▶ _PROBLEM SET_
(A) List every person named in the article on race-based COVID-19 data.
(B) Please repeat part of the article on race-based COVID-19 data word for word, starting with "In Ontario, for" and going on through "they switch doctors.".

▶ _EXCERPT_

Skip to content

Why collecting race-based data is crucial in tackling COVID-19

There is increasing evidence that both who you are and where you live has an effect on your risk of contracting the virus.

Why collecting race-based data is crucial in tackling COVID-19

Walking around Toronto these days, it’s common to see the message “We are all in this together” hung in windows. It’s an encouraging thought in times like these. As the COVID-19 virus continues to upend our lives, a sense of collective purpose can feel reassuring.

But while it’s true that a virus is indiscriminate in who it infects, it turns out we are not exactly all in this together — or at least, not all in the same way. There is increasing evidence that both who you are and where you live has an effect on your risk of actually contracting the virus.

Ontario released information in late May about the geographic distribution of COVID-19. In Toronto, the highest number of cases was in the two northern corners of the city, areas that also contain high numbers of racial minorities and comparatively lower incomes. And in the United States, stats show that Black Americans are dying at three times the rate white Americans are.

In the current climate, in which it’s become increasingly clear just how deep and prevalent racial discrimination is in North America, this lack of data seems like it could hamper attempts to tackle the disease. But the state of health data collection in much of Canada is often inconsistent, and without clear rules for gathering demographic information. Without that information, the health system is sometimes left flying blind.

Frank Rudzicz is an associate professor at the University of Toronto and a faculty member of the Vector Institute for Artificial Intelligence. He suggests that the lack of a centralized approach to data can slow research and understanding. “Because everything is siloed,” he says, “there’s often layers of extra bureaucracy you have to go through.”

In Ontario, for example, there is no single electronic medical record or EMR, an idea which is becoming increasingly common in the wealthier parts of the world. That’s why residents there have to pay to transfer medical data when they switch doctors.

It’s an issue that Ontario recognizes, appointing Dr. Jane Philpott to lead its pandemic effort. “There are real challenges with a health care system that for as long as I’ve known it has had … silos,” Philpott, the dean of Queen University’s faculty of health sciences and former federal health minister, said to the Globe and Mail. “There are huge amounts of information that have to be brought together in order to understand the pandemic better.”

COVID-19 in particular has illustrated the need for robust data collection, and Toronto is doing just that according to Dr. Vinita Dubey, associate medical officer of health for the city.

“There are over 70 diseases that are reportable to local public health units in Ontario, including COVID-19,” she says, and people who do become infected with those diseases have basic data collected like age, gender, and who they’ve been in contact with.

Socio-demographic data, however, is not usually part of that information collected.

▶ _DATASET SECTION_

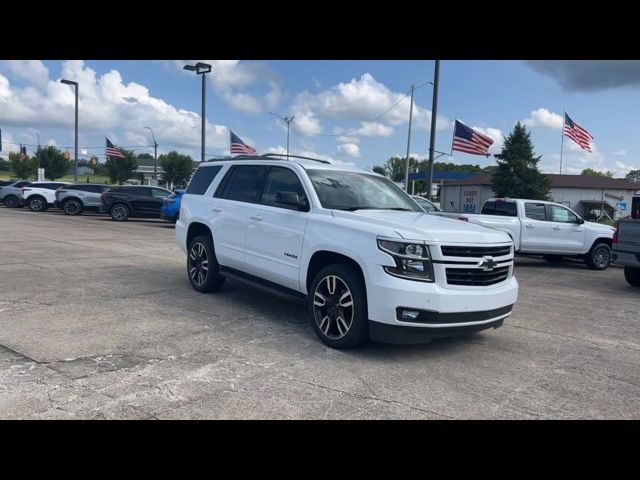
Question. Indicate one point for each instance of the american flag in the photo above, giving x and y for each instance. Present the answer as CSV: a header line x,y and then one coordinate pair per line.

▶ _ANSWERS BELOW_
(A)
Frank Rudzicz
Dr. Jane Philpott
Dr. Vinita Dubey

(B)
In Ontario, for example, there is no single electronic medical record or EMR, an idea which is becoming increasingly common in the wealthier parts of the world. That’s why residents there have to pay to transfer medical data when they switch doctors.